═══ Provided passage

Studio album by jacksoul
- Released: April 4, 2000
- Genre: R&B, soul
- Length: 46:00
- Label: ViK. Recordings
- Producer: Jon "Rabbi" Levine

Jacksoul chronology
| Absolute (1996) | Sleepless (2000) | Resurrected (2004) |

= Sleepless (Jacksoul album) =

Sleepless is the second album by Canadian R&B/soul band jacksoul, released in 2000. The album featured the singles "Can't Stop", "Somedays" and "I Know What You Want".

The album won the Juno Award for R&B/Soul Recording of the Year at the Juno Awards of 2001.

==Track listing==
All tracks produced by Jon "Rabbi" Levine, except where noted.

══════

**Prompt A**
Report how many lines in the records below contain the string "flower". Give only the number.

═══ Recorded data

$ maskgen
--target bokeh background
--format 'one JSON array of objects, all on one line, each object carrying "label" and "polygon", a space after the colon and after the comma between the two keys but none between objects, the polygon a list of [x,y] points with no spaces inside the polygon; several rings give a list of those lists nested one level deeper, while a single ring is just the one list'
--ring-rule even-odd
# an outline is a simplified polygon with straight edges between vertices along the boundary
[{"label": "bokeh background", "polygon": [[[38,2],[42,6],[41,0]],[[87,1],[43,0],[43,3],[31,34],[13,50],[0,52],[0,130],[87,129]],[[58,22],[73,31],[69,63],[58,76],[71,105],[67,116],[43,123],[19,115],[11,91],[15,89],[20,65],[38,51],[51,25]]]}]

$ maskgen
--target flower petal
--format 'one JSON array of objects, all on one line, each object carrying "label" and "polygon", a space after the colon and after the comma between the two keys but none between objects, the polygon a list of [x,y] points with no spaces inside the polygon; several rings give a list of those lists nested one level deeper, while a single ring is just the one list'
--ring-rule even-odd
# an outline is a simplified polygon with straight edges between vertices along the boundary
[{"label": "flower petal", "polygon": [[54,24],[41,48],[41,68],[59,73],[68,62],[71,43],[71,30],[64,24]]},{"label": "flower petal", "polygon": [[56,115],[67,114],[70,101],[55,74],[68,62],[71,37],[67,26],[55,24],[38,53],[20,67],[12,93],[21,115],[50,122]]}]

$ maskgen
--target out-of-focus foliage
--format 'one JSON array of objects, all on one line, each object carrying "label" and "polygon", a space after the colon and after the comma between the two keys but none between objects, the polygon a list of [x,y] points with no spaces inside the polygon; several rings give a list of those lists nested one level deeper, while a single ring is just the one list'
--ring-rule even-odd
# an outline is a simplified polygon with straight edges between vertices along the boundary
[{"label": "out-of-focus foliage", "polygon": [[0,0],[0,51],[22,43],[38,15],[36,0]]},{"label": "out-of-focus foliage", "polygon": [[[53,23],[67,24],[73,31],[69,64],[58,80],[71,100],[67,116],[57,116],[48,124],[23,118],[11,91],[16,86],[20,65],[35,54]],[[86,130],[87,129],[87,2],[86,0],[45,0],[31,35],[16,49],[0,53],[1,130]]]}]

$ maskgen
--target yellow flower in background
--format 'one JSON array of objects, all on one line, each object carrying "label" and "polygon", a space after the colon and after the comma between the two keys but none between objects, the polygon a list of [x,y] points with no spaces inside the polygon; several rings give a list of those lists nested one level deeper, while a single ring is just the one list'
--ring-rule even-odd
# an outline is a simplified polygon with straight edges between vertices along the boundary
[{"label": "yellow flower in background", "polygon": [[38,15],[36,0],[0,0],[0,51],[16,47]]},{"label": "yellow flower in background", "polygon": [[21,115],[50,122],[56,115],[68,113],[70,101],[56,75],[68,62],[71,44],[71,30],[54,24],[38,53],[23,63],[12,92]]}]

══════

**Prompt B**
Transcribe the part of the Sleepless album article between "Sleepless is the" and "except where noted.", inclusive.

**Answer A**
4

**Answer B**
Sleepless is the second album by Canadian R&B/soul band jacksoul, released in 2000. The album featured the singles "Can't Stop", "Somedays" and "I Know What You Want".

The album won the Juno Award for R&B/Soul Recording of the Year at the Juno Awards of 2001.

==Track listing==
All tracks produced by Jon "Rabbi" Levine, except where noted.